I think for all the above (and below) ovn-nbctl commands you can wrap
them with "check" command [1]


> +ovn-nbctl lr-nat-add gw_router snat 192.168.0.1 10.0.0.0/24
> +
> +as hv1 ovs-vsctl -- add-port br-int hv1-vif1 -- \
> +    set interface hv1-vif1 external-ids:iface-id=sw0-p1
> +
> +ovn-nbctl --wait=hv sync
> +

I think for all the below  commands you can make use of the new helper
functions added recently by Ben.

> +ro_nb_uuid=$(ovn-nbctl get Logical_Router gw_router _uuid)

i.e you can replace the above with

ro_nb_uuid=$(fetch_column Logical_Router _uuid gw_router)

> +sw_nb_uuid=$(ovn-nbctl get Logical_Switch sw0 _uuid)
> +ro_sb_uuid=$(ovn-sbctl --bare --columns=_uuid find Datapath_Binding 
> external-ids:logical-router=${ro_nb_uuid})
> +sw_sb_uuid=$(ovn-sbctl --bare --columns=_uuid find Datapath_Binding 
> external-ids:logical-switch=${sw_nb_uuid})
> +ro_meta=$(ovn-sbctl get Datapath_Binding ${ro_sb_uuid} tunnel_key)
> +ro_meta=$(printf %#x ${ro_meta})
> +sw_meta=$(ovn-sbctl get Datapath_Binding ${sw_sb_uuid} tunnel_key)
> +sw_meta=$(printf %#x ${sw_meta})


With these addressed - Acked-by: Numan Siddique <[email protected]>

[1] - 
https://github.com/ovn-org/ovn/commit/4afe409e95c72187a8f7a755fa19b17237d14818


Thanks
Numan

> +
> +echo "ro_nb_uuid: ${ro_nb_uuid}"

**Set task 1:** Which shell variables get assigned a value in the patch review? List each name once.
**Set task 2:** Can you write the next part of the patch review, picking up after its final line?
You can do without the data that comes after this.

**Stored data:**
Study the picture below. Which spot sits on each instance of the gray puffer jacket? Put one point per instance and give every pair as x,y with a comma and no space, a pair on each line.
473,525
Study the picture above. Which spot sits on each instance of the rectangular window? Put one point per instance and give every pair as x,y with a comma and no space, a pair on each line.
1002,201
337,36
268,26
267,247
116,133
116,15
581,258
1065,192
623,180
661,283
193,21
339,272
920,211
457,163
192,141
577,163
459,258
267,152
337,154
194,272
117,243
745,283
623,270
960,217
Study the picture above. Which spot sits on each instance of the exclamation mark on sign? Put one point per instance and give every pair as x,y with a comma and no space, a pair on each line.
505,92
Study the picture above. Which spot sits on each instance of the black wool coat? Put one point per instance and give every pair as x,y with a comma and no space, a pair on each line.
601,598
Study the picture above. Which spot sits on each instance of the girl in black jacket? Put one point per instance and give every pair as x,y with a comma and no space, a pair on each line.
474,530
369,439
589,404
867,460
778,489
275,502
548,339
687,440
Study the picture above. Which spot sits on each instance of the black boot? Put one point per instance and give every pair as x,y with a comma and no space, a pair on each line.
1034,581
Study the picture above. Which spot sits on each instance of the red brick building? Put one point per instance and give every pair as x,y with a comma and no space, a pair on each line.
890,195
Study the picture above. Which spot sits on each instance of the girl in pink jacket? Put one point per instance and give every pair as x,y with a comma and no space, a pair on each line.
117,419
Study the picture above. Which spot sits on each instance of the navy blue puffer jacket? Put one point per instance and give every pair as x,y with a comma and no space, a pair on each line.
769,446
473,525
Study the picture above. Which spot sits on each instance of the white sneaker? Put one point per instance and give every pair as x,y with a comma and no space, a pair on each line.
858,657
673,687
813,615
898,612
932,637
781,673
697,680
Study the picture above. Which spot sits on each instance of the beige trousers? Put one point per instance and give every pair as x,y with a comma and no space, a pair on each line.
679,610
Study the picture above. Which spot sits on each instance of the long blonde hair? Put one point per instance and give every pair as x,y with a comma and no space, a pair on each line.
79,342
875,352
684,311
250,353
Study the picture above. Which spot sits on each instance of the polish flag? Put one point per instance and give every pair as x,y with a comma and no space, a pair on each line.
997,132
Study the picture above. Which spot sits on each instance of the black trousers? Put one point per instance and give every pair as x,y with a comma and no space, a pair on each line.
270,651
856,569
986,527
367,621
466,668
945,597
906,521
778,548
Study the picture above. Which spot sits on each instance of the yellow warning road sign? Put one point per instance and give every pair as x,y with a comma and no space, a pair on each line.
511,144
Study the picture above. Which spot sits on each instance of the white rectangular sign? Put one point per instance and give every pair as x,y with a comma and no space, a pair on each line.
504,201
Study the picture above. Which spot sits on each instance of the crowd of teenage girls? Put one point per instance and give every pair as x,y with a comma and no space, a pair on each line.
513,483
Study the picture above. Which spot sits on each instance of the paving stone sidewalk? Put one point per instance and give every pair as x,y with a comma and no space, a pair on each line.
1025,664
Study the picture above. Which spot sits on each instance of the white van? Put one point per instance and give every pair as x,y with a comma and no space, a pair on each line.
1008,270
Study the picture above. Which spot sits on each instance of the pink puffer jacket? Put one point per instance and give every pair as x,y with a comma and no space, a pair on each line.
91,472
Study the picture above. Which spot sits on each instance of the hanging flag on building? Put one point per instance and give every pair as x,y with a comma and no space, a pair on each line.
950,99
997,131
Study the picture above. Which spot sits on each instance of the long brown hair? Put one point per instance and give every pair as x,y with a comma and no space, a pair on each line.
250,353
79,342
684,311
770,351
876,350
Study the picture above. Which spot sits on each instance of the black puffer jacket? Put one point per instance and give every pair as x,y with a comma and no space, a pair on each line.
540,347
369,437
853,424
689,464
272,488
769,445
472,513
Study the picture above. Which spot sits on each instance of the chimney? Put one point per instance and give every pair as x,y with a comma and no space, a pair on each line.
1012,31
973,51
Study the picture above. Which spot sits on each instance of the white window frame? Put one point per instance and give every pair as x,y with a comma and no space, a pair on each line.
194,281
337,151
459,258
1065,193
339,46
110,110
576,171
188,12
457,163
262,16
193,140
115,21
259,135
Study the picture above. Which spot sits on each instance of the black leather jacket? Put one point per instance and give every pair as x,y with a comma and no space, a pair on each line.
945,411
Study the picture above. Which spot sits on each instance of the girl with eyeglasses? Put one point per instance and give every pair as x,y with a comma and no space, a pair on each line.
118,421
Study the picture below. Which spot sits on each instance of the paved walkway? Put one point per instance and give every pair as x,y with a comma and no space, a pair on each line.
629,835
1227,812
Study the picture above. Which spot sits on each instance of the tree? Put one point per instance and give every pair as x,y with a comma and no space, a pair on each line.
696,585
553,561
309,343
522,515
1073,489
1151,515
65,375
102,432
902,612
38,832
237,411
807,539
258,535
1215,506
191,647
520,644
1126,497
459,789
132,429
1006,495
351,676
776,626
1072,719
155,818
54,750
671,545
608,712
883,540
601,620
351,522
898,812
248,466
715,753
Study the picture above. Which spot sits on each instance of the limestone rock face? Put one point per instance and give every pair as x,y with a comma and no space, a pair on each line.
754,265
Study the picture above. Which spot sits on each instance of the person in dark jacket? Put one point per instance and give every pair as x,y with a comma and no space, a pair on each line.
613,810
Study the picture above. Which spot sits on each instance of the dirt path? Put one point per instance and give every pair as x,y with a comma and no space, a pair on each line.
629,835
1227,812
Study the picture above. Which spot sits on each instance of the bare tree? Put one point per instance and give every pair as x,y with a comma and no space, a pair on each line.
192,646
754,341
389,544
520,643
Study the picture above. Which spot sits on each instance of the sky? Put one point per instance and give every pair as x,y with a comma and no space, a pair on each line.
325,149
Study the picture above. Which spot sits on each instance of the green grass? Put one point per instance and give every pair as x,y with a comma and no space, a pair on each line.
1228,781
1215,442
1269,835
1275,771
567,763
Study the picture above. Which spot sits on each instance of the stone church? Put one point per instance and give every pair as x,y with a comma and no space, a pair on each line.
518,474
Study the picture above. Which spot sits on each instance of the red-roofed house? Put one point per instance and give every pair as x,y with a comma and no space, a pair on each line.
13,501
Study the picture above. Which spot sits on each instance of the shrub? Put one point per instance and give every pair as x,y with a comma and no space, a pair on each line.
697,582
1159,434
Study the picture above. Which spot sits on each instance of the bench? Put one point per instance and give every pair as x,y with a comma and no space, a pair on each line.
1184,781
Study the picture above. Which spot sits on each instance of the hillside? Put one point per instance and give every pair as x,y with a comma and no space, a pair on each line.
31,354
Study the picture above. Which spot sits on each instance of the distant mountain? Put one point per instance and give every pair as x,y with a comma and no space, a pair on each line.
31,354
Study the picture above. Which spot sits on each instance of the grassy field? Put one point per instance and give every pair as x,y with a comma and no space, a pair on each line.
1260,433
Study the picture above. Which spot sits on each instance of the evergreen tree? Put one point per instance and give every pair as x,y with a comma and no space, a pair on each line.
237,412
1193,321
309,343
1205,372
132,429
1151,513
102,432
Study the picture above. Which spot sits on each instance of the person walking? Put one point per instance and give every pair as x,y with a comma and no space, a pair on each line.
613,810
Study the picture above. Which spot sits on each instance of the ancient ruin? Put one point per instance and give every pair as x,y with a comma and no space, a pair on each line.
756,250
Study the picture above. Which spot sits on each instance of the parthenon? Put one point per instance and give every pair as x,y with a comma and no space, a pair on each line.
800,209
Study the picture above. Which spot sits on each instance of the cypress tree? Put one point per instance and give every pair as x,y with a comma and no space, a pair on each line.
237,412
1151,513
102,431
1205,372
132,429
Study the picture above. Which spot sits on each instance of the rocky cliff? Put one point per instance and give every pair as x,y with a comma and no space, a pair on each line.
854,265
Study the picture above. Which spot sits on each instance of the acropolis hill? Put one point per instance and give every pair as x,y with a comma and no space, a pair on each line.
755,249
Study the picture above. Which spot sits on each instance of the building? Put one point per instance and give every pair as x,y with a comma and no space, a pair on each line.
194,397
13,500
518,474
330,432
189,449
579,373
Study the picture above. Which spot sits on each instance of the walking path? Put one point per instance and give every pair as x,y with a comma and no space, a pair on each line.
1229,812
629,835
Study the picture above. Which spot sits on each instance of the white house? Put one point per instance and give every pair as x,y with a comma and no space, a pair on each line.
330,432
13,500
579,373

**Result 1:** ro_nb_uuid, sw_nb_uuid, ro_sb_uuid, sw_sb_uuid, ro_meta, sw_meta

**Result 2:**
> +echo "sw_nb_uuid: ${sw_nb_uuid}"
> +echo "ro_sb_uuid: ${ro_sb_uuid}"
> +echo "sw_sb_uuid: ${sw_sb_uuid}"
> +echo "ro_meta: ${ro_meta}"
> +echo "sw_meta: ${sw_meta}"
> +
> +as hv1
> +ovs-vsctl list bridge br-int
> +ro_snat_zone=$(printf %#x $(ovs-vsctl get bridge br-int 
> external-ids:ct-zone-${ro_sb_uuid}_snat | tr -d \"))
> +sw_snat_zone=$(ovs-vsctl get bridge br-int 
> external-ids:ct-zone-${sw_sb_uuid}_snat | tr -d \")
> +
> +echo "ro_snat_zone: ${ro_snat_zone}"
> +echo "sw_snat_zone: ${sw_snat_zone}"
> +
> +as hv1 ovs-ofctl dump-flows br-int > offlows_pre
> +AT_CAPTURE_FILE([offlows_pre])
> +# We should have a flow in table 33 that transitions from the ingress 
> pipeline
> +# to the egress pipeline of gw_router.
> +AT_CHECK_UNQUOTED([grep -c 
> "table=33.*metadata=${ro_meta}.*load:${ro_snat_zone}->NXM_NX_REG12[]" 
> offlows_pre], [0], [dnl
> +1
> +])
> +
> +# We should have a flow in table 65 that transitions from the egress pipeline
> +# of sw0 to the ingress pipeline of gw_router.
> +AT_CHECK_UNQUOTED([grep -c 
> "table=65.*metadata=${sw_meta}.*load:${ro_snat_zone}->NXM_NX_REG12[]" 
> offlows_pre], [0], [dnl
> +1
> +])
> +
> +
> +# Request a specific zone for the gateway router. This should then get 
> reflected
> +# both in the OVS database and in the flow table.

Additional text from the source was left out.